─── TEXT SHOWN ───

The test set performance based on RMSE is plooted by number of bagging iterations.

In [14]:
fig, (ax1, ax2) = plt.subplots(nrows = 2, sharex = True)

# solubility data
l1, l2, l3 = ax1.plot(range(0, 50, 2)[1:], tree_solu_rmse[1:], '-o',
                      range(0, 50, 2)[1:], lm_solu_rmse[1:], '-x',
                      range(0, 50, 2)[1:], mars_solu_rmse[1:], '-^')
ax1.set_title('Solubility')

# concrete date 
ax2.plot(range(0, 50, 2)[1:], tree_concre_rmse[1:], '-o',
         range(0, 50, 2)[1:], lm_concre_rmse[1:], '-x',
         range(0, 50, 2)[1:], mars_concre_rmse[1:], '-^')
ax2.set_title('Concrete')

fig.legend((l1, l2, l3), ('Tree', 'Linear Regression', 'MARS'), loc='upper center', ncol=3, frameon=False)
fig.text(0.5, 0.06, 'Number of Bagging Iterations', ha='center', va='center')

───

▸ **YOUR INSTRUCTIONS**
Reproduce the bagging plot code above verbatim, starting with "# concrete date" and going on through "ax2.set_title('Concrete')".

─── DATA SECTION ───

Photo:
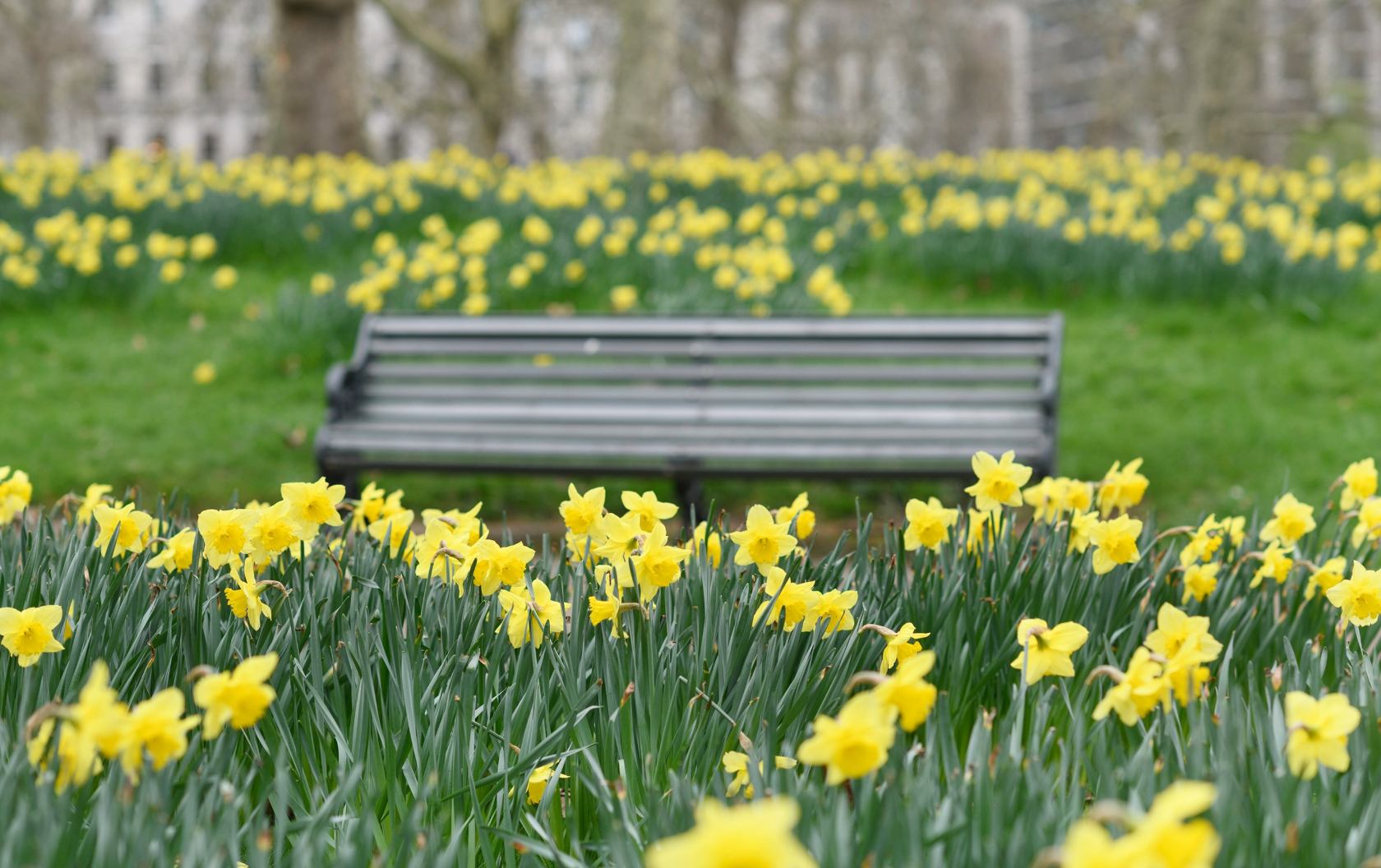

───

▸ **OUTPUT BELOW**
# concrete date 
ax2.plot(range(0, 50, 2)[1:], tree_concre_rmse[1:], '-o',
         range(0, 50, 2)[1:], lm_concre_rmse[1:], '-x',
         range(0, 50, 2)[1:], mars_concre_rmse[1:], '-^')
ax2.set_title('Concrete')